▸ **Text extract**:
— Begin —

### ARC system design and material property characterization

A design schematic of our ARC self-cleaning system is shown in Fig. 1a. Hydrophilic curved rungs are patterned on the hydrophobic background on the substrate (silicon wafer or soda-lime glass). Different material combinations with hydrophobic/hydrophilic behaviors can be applied. In our work, we used a perfluoro-octyltrichlorosilane (FOTS)–trimethylsilanol (TMS) self-assembled monolayer (SAM) system and a Cytop–TMS spin-coated thin-film system. Table 1 summarizes the material properties, including static CA, dynamic CA hysteresis, sliding CA on an inclined surface and coating thickness. The SAM is created by chemisorption of the trichlorosilane “headgroups” to the hydroxyl group on the substrate, forming a stable covalent bond. The functional “tail group” can be altered, providing different surface energies to create hydrophobic/hydrophilic contrast. The FOTS “tail group” is highly fluorinated; thus, the surface energy is reduced after treatment to provide a hydrophobic surface finish. The deposition of the SAM can be either in the vapor phase or in solution. The SAM coating is only molecular-level thick, making the coating transparent and optically flat.

Cytop is an amorphous fluoropolymer with good transparency over the visible and UV wavelength ranges, good solubility to coat various surface designs, and excellent water repellent properties. The refractive index of Cytop is 1.34, which allows the material to serve as an anti-reflective coating on glass substrates. Micropatterning on hydrophobic surfaces (such as Teflon and Cytop) is difficult using standard photolithography due to poor adhesion between the photoresist and Cytop. Methods have been proposed using a metal buffer layer^{24,25} or plasma pretreatment of the surface, but the original hydrophobic surface properties will be damaged after treatment with decreasing water droplet CA.

Poly(*p*-xylylene) polymers are a special series of polymers that produce uniform pinhole-free films in a chemical vapor deposition process. Parylene can be etched with oxygen plasma, making it compatible with standard lithography processes. It has been used to create biomolecular stencil arrays^{26} and patterns on soft substrates^{27}. By adopting parylene-C as a stencil mask, we created hydrophilic patterns on top of the Cytop surface without degrading its original surface properties. The characterization results of the surface properties of the coating materials used in this paper are shown in Table 1. SEM images of the patterned Cytop are shown in Supplementary S1.

— End —

▸ **Material shown**:

— Begin —

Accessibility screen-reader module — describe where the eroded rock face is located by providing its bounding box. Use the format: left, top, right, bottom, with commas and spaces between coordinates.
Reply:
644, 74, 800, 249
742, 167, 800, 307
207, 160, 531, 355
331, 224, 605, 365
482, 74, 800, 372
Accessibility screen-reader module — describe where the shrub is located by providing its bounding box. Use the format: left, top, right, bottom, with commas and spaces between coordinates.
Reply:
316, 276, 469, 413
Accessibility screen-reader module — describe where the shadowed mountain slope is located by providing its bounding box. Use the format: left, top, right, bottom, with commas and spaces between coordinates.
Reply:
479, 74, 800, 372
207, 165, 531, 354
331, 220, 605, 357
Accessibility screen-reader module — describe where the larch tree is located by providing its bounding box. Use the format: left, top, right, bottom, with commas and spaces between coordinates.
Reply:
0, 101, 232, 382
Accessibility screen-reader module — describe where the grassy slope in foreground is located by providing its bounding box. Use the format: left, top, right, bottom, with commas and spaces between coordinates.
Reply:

— End —
— Begin —

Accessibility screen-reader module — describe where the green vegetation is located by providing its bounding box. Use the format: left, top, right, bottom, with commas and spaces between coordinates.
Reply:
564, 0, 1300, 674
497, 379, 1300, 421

— End —

▸ **To be done**:
**A)** In the passage on the ARC self-cleaning system design, rewrite the part that opens with the words containing "Cytop is an" and closes with "water droplet CA.", replacing "metal buffer layer" with "metallic buffer layer".
**B)** According to the passage on the ARC self-cleaning system design, what is the refractive index of Cytop?
**C)** Continue the passage on the ARC self-cleaning system design and its coating materials from its last sentence.

▸ **Task responses**:
**A)**
Cytop is an amorphous fluoropolymer with good transparency over the visible and UV wavelength ranges, good solubility to coat various surface designs, and excellent water repellent properties. The refractive index of Cytop is 1.34, which allows the material to serve as an anti-reflective coating on glass substrates. Micropatterning on hydrophobic surfaces (such as Teflon and Cytop) is difficult using standard photolithography due to poor adhesion between the photoresist and Cytop. Methods have been proposed using a metallic buffer layer^{24,25} or plasma pretreatment of the surface, but the original hydrophobic surface properties will be damaged after treatment with decreasing water droplet CA.

**B)** 1.34

**C)**
### Optical transmittance and solar module output

It is important to understand the optical performance of the ARC patterned coating. We performed optical transmission measurements, as shown in Fig. 1c,d. For the FOTS-TMS system, the light transmission was degraded due to the added coating of monolayers, but within a range of less than 1%. The glass after FOTS-TMS treatment was transparent and optically flat. Furthermore, the Cytop-TMS system improved the transmission with an enhancement of 2.5%~3.5% over the visible wavelength range even with an added coating on top of the glass. The reason was that the refractive index of Cytop is ~1.34, which is between those of air (*n*_{air} = 1.0) and the glass substrate (*n*_{glass} = 1.5), providing a refractive index match. Similar to Rayleigh’s film, a portion of the incoming light reflects both at the interface of air/Cytop and Cytop/glass but has less reflection than the single reflection at the air/glass interface with a larger refractive index mismatch. Figure 1d shows the I-V curve measurements for assembled PV modules. The ARC structure was patterned over a 5 cm by 5 cm solar cell surface. The Cytop-TMS coating generated higher optical output power than bare glass and FOTS-TMS surface treatment, in accordance with the light transmission measurements. The optical performance demonstrated that our coating systems were compatible with solar module cover glass and can even have anti-reflective properties to improve solar module power output efficiency.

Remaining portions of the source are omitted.